* EXERCISE DESCRIPTION
List each line of the records below that contains the word "fingers", copying every such line in full.

[Begin PROVIDED ENTRIES]

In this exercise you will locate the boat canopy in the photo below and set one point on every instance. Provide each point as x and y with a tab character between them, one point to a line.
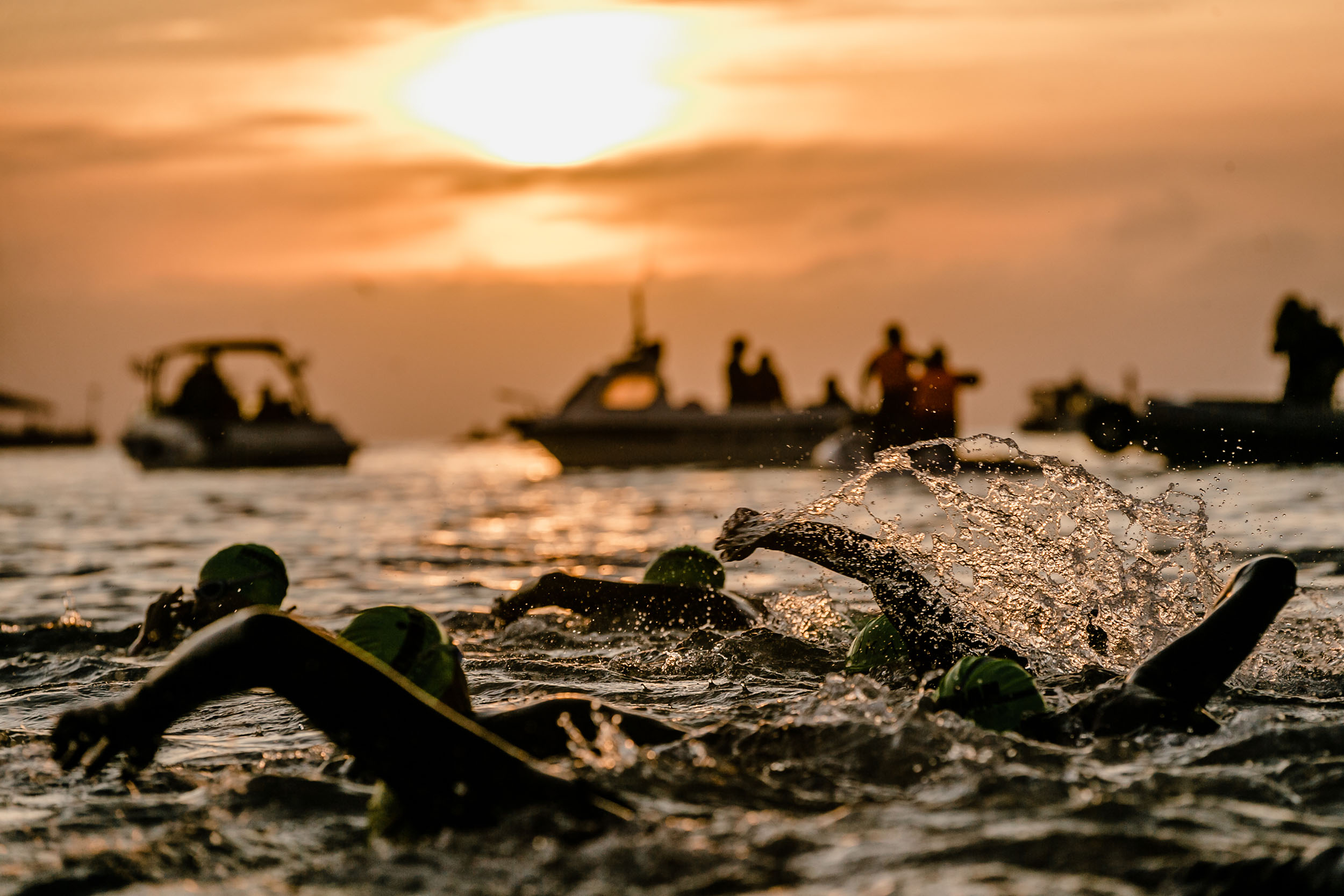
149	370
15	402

[End PROVIDED ENTRIES]
[Begin PROVIDED ENTRIES]

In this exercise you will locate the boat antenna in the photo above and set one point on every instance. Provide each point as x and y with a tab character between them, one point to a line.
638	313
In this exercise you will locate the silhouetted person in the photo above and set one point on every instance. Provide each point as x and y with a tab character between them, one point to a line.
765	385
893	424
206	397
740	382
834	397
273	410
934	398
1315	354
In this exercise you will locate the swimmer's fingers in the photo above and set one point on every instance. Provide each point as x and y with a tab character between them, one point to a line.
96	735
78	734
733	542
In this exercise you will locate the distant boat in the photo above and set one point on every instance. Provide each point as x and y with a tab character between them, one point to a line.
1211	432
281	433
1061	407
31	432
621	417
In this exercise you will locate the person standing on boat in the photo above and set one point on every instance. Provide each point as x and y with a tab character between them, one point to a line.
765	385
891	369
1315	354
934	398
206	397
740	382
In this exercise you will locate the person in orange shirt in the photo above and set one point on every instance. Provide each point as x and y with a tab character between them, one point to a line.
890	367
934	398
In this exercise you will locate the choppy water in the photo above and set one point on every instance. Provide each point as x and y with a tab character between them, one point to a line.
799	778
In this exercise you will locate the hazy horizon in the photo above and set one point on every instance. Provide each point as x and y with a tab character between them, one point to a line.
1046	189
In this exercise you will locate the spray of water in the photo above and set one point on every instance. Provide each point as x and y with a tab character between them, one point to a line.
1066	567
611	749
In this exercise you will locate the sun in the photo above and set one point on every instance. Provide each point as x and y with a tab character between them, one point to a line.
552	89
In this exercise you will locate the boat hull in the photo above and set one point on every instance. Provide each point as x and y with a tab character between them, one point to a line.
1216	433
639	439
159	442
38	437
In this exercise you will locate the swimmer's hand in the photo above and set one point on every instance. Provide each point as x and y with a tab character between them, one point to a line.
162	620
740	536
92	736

[End PROVIDED ENTRIES]

* SOLVED EXERCISE
In this exercise you will locate the swimmer's fingers in the photo above and set one point on every instance. Provide each point as x and y with a tab character between them, one point to a line.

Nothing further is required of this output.